Elasticsearch-hadoop & Elasticsearch-spark sql - Tracing of statements scan&scroll - elasticsearch

We are trying to integrate ES (1.7.2, 4 node cluster) with Spark (1.5.1, compiled with hive and hadoop with scala 2.11, 4 node cluster), there is hdfs coming into equation (hadoop 2.7,4 nodes) and thrift jdbc server and elasticsearch-hadoop-2.2.0-m1.jar
Thus, there are two ways of executing statement on ES.
Spark SQL with scala
val conf = new SparkConf().setAppName("QueryRemoteES").setMaster("spark://node1:37077").set("spark.executor.memory","2g")
conf.set("spark.logConf", "true")
conf.set("spark.cores.max","20")
conf.set("es.index.auto.create", "false")
conf.set("es.batch.size.bytes", "100mb")
conf.set("es.batch.size.entries", "10000")
conf.set("es.scroll.size", "10000")
conf.set("es.nodes", "node2:39200")
conf.set("es.nodes.discovery","true")
conf.set("pushdown", "true")
sc.addJar("executorLib/elasticsearch-hadoop-2.2.0-m1.jar")
sc.addJar("executorLib/scala-library-2.10.1.jar")
sqlContext.sql("CREATE TEMPORARY TABLE geoTab USING org.elasticsearch.spark.sql OPTIONS (resource 'geo_2/kafkain')" )
val all: DataFrame = sqlContext.sql("SELECT count(*) FROM geoTab WHERE transmittersID='262021306841042'")
.....
Thrift server (code executed on spark)
....
polledDataSource = new ComboPooledDataSource()
polledDataSource.setDriverClass("org.apache.hive.jdbc.HiveDriver")
polledDataSource.setJdbcUrl("jdbc:hive2://node1:30001")
polledDataSource.setMaxPoolSize(5)
dbConnection = polledDataSource.getConnection
dbStatement = dbConnection.createStatement
val dbResult = dbStatement.execute("CREATE TEMPORARY EXTERNAL TABLE IF NOT EXISTS geoDataHive6(transmittersID STRING,lat DOUBLE,lon DOUBLE) STORED BY 'org.elasticsearch.hadoop.hive.EsStorageHandler' TBLPROPERTIES('es.resource' = 'geo_2/kafkain','es.query'='{\"query\":{\"term\":{\"transmittersID\":\"262021306841042\"}}}','es.nodes'='node2','es.port'='39200','es.nodes.discovery' = 'false','es.mapping.include' = 'trans*,point.*','es.mapping.names' = 'transmittersID:transmittersID,lat:point.lat,lon:point.lon','pushdown' = 'true')")
dbStatement.setFetchSize(50000)
dbResultSet = dbStatement.executeQuery("SELECT count(*) FROM geoDataHive6")
.....

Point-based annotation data

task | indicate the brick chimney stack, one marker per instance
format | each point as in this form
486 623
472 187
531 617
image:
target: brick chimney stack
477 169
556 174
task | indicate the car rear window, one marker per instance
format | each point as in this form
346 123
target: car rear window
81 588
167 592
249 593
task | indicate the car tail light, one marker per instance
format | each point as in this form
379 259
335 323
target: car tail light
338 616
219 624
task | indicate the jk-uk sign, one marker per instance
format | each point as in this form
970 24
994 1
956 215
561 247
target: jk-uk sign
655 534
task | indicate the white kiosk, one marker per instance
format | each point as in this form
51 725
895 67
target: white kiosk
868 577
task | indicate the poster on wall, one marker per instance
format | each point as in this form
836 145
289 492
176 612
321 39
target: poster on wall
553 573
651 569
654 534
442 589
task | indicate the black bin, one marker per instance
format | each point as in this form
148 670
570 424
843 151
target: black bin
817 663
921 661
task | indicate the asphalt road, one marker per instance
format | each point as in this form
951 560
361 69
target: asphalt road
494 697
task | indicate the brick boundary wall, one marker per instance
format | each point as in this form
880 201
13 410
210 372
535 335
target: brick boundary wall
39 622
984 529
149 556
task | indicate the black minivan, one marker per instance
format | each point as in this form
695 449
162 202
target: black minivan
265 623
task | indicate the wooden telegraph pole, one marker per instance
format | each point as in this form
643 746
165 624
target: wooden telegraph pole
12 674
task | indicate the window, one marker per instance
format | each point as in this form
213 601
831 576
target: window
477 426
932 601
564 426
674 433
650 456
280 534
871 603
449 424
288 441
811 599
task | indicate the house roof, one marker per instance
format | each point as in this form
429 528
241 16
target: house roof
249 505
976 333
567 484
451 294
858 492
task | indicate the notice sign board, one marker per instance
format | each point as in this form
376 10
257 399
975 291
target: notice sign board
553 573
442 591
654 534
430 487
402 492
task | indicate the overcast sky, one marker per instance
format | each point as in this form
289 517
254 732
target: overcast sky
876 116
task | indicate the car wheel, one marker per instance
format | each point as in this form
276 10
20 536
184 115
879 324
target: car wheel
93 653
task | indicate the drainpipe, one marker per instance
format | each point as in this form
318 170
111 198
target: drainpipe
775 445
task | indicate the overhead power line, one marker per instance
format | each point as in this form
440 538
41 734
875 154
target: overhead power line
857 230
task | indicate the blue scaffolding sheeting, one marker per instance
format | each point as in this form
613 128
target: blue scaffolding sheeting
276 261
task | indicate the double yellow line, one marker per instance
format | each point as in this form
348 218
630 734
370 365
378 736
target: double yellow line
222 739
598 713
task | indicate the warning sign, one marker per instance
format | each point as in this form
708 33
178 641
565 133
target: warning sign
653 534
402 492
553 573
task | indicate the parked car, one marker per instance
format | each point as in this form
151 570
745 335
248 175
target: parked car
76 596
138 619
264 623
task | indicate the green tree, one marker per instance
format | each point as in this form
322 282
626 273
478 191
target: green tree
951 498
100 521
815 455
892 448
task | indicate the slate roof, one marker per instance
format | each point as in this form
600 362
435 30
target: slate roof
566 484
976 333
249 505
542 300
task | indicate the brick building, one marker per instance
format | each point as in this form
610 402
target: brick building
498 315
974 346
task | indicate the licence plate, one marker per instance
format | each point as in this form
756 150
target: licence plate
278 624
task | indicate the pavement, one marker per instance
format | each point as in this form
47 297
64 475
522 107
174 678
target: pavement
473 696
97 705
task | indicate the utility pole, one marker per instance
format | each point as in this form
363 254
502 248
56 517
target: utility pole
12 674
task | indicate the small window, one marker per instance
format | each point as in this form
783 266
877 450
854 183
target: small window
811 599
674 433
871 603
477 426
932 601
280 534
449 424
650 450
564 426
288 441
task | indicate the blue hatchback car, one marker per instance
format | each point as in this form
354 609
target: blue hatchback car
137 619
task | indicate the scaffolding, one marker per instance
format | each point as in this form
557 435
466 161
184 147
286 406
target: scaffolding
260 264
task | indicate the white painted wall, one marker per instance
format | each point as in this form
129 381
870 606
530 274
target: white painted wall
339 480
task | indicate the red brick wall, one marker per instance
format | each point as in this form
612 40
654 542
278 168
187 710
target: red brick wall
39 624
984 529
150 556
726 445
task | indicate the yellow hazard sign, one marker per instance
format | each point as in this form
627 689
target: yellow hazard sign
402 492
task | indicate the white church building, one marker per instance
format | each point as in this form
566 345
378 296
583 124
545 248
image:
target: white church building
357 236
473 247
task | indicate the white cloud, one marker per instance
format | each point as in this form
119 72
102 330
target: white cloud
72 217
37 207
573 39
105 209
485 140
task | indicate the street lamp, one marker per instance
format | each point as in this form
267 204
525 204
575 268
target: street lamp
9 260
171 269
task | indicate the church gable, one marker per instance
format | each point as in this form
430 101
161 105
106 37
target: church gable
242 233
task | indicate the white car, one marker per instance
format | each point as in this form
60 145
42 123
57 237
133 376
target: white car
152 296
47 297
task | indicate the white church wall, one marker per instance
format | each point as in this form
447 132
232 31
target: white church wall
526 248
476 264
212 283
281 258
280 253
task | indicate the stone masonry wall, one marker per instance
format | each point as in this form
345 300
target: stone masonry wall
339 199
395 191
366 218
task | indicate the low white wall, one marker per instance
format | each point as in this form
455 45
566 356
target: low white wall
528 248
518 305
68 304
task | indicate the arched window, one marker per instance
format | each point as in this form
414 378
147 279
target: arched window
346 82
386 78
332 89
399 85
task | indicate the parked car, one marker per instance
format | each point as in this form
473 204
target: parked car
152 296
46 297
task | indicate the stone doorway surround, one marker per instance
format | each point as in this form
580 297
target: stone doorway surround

CHALLENGES:
**1)** According to the Elasticsearch-Spark thread, why are there two ways of executing a statement on ES, and what are they?
**2)** In the Spark SQL with Scala part of the Elasticsearch-Spark thread, list every configuration key that begins with "es." and is passed to conf.set, along with the value given for each.
The items have no connection to the Elasticsearch-Spark thread.

TASK RESPONSES:
**1)** The thread attributes the two ways to its setup: ES is integrated with Spark, and a Thrift JDBC server and the elasticsearch-hadoop-2.2.0-m1.jar are also part of the setup. The two ways are Spark SQL with Scala and the Thrift server, with the code executed on Spark.

**2)**
- es.index.auto.create: "false"
- es.batch.size.bytes: "100mb"
- es.batch.size.entries: "10000"
- es.scroll.size: "10000"
- es.nodes: "node2:39200"
- es.nodes.discovery: "true"